* GOAL *
State only the number of lines in the items below that contain the string "food". Matching is case-sensitive.

(Items from a data source)
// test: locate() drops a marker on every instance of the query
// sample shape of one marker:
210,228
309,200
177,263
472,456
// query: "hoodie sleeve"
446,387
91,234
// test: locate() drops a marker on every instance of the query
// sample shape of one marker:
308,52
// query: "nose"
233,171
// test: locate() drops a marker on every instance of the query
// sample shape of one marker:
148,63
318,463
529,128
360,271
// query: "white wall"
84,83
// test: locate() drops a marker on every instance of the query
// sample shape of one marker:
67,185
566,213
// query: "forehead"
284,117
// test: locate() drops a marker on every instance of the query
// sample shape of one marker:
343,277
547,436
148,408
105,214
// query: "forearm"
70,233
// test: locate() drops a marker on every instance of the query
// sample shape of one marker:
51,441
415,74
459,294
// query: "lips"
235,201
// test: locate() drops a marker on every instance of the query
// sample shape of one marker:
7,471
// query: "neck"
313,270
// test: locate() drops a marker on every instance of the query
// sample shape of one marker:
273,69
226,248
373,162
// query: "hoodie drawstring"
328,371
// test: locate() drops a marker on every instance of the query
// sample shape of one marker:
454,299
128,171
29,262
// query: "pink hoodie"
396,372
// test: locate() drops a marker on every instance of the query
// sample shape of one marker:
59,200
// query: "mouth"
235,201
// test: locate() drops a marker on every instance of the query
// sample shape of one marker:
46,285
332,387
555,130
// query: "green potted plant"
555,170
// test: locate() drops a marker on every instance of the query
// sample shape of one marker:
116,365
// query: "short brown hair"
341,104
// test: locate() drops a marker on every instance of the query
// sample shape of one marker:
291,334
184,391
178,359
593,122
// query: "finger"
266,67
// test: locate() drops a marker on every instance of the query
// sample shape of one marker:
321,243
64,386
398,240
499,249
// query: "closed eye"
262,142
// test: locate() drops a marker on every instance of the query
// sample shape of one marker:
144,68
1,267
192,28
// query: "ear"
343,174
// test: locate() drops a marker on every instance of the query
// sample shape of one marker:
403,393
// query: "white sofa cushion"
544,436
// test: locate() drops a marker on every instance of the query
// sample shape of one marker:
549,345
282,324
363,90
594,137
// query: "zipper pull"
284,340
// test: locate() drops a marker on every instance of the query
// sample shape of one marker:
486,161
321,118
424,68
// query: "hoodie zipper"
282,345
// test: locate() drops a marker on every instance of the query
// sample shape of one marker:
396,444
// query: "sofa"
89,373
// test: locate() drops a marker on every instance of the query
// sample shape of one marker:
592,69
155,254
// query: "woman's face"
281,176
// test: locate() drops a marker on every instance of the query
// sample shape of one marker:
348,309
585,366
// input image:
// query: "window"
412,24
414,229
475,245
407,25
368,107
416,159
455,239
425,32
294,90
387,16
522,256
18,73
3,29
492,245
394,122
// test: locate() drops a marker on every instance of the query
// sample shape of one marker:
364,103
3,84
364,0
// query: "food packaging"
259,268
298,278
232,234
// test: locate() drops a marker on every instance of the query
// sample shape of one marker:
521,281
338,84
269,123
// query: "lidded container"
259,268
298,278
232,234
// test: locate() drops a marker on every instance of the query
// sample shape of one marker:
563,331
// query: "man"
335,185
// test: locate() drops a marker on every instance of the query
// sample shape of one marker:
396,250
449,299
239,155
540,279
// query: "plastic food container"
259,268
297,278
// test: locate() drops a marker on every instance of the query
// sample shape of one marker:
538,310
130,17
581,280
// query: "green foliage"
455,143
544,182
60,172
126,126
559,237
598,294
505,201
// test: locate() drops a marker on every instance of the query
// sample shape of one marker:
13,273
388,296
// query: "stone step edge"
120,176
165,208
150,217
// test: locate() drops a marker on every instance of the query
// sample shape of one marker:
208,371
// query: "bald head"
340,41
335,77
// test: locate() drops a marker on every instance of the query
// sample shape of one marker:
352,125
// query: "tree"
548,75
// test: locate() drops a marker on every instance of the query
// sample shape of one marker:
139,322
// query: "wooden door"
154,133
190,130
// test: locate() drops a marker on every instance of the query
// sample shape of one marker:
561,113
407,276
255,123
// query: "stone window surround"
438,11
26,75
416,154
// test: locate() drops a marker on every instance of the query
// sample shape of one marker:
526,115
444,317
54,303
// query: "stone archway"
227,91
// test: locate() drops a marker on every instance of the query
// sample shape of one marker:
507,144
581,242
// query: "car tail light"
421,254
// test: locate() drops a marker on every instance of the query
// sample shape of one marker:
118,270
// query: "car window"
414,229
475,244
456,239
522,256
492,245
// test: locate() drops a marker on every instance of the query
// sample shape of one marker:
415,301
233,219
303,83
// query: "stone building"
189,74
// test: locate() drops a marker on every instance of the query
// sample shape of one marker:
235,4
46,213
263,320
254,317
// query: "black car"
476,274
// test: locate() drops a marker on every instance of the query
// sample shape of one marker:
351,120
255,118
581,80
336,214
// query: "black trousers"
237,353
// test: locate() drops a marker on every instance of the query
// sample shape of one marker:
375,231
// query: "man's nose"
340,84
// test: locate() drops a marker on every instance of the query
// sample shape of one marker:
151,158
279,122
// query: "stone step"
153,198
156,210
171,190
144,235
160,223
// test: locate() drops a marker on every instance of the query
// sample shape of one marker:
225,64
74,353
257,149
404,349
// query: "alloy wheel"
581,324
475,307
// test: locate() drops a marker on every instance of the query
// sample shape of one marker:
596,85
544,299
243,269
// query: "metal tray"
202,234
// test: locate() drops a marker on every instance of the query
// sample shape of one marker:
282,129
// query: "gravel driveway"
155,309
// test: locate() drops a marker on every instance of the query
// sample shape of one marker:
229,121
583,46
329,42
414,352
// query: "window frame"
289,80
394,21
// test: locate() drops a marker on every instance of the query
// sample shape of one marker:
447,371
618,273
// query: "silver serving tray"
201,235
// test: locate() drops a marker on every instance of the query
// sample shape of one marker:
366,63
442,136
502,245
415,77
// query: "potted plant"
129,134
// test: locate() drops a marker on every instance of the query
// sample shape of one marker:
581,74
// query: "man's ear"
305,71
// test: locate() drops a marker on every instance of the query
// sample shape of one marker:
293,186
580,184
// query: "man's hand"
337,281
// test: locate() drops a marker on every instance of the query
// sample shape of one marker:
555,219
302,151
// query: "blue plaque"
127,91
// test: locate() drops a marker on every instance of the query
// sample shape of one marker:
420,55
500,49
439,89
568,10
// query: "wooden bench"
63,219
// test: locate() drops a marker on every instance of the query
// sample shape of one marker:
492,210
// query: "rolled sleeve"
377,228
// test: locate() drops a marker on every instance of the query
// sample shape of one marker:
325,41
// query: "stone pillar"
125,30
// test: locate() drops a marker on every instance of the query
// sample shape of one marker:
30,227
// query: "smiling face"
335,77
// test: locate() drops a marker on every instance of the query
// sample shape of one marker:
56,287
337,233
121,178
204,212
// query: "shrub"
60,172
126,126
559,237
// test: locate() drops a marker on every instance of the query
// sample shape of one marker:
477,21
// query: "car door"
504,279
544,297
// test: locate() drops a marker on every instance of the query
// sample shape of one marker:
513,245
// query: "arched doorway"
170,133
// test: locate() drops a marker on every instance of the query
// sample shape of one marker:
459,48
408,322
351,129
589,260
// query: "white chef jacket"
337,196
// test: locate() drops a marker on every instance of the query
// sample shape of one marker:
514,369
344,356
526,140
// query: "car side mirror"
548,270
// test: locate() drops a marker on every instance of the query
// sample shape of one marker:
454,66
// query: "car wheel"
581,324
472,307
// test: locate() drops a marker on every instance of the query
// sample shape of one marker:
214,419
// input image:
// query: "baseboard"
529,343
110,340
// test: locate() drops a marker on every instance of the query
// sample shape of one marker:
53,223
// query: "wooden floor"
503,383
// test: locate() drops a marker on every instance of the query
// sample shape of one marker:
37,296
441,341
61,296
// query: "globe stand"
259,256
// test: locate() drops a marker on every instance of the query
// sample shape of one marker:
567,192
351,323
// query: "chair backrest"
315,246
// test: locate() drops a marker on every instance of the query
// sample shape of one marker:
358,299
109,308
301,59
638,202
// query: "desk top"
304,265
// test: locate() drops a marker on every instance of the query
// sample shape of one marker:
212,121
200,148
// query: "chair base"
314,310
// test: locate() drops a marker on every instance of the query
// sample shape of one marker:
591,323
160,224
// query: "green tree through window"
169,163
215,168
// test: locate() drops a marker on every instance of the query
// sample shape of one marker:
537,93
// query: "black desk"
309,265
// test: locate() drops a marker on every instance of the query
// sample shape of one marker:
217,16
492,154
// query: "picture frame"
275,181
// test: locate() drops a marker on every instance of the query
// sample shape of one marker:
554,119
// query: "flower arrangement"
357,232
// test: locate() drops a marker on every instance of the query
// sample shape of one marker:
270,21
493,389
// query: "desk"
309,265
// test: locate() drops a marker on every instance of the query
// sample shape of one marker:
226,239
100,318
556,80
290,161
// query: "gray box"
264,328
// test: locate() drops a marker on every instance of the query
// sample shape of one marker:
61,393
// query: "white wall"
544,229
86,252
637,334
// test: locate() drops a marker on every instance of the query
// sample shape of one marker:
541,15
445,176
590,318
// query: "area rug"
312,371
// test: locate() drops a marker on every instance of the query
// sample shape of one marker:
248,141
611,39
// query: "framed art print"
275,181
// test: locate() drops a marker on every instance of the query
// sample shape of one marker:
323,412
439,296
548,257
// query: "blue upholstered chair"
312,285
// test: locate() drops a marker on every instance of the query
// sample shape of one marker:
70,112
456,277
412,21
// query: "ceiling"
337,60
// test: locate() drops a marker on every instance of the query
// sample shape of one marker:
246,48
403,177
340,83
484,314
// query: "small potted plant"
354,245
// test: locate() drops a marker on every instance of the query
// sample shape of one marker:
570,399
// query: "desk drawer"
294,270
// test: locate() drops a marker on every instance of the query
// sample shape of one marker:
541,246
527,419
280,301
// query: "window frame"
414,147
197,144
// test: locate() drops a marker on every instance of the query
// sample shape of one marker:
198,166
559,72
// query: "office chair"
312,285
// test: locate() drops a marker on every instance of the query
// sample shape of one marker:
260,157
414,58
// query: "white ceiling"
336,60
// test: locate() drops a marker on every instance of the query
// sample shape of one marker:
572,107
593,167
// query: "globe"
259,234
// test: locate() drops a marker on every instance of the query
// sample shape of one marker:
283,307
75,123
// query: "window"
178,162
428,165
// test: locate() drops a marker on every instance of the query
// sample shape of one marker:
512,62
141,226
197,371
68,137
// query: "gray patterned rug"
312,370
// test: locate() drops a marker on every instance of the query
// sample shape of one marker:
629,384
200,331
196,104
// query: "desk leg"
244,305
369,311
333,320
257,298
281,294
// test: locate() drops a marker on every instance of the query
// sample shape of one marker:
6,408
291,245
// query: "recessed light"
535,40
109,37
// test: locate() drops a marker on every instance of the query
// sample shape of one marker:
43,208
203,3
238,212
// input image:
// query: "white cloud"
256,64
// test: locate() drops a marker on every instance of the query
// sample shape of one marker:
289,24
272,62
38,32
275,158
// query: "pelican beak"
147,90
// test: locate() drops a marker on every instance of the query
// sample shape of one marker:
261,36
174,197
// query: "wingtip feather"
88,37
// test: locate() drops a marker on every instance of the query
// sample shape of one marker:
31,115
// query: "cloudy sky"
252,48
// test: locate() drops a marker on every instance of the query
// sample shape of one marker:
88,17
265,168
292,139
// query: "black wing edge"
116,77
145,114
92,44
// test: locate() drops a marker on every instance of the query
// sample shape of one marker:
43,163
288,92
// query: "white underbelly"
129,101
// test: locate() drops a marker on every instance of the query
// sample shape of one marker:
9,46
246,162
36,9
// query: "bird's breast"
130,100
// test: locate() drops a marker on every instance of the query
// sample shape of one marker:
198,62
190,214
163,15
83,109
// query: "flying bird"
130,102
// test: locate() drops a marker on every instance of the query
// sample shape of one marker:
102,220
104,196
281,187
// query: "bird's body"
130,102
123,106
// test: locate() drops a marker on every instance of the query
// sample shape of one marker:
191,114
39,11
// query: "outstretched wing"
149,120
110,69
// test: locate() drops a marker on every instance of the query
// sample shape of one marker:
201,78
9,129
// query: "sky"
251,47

* SOLUTION TO THE PROBLEM *
2